## AVAILABLE DATA
_ _ _
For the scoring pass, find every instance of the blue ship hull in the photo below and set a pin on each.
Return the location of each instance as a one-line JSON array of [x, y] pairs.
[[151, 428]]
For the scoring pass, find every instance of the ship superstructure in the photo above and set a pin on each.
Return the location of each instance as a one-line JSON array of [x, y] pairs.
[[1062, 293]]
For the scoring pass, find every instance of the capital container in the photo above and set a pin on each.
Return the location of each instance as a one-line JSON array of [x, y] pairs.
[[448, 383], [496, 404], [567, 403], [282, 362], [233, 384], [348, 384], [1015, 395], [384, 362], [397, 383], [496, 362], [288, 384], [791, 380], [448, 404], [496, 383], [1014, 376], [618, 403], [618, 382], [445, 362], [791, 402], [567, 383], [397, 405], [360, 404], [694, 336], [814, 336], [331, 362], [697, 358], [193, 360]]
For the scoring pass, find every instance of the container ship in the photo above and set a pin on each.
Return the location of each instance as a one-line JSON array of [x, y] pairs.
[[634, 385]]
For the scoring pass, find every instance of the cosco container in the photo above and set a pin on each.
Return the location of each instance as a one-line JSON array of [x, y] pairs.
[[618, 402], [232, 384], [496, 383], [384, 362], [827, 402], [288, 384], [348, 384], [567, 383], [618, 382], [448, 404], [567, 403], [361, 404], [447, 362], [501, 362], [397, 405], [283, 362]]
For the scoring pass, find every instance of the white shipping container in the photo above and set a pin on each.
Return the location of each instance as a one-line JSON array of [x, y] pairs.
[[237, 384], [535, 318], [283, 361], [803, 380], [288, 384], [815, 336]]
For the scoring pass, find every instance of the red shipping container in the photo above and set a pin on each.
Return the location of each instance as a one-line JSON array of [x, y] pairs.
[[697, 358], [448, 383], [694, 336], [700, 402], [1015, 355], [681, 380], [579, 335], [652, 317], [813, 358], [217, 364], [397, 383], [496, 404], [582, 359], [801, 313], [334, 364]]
_ _ _
## DESCRIPTION OF THE TASK
Reproduce verbatim the rows from the line containing "For the scoring pass, find every instance of the white" up to and including the line containing "384], [815, 336]]".

## TASK OUTPUT
For the scoring pass, find every instance of the white shipping container in the photo above and set a pin on each.
Return the location of each instance as a one-line JSON array of [x, y] pairs.
[[237, 384], [535, 318], [283, 361], [803, 380], [288, 384], [815, 336]]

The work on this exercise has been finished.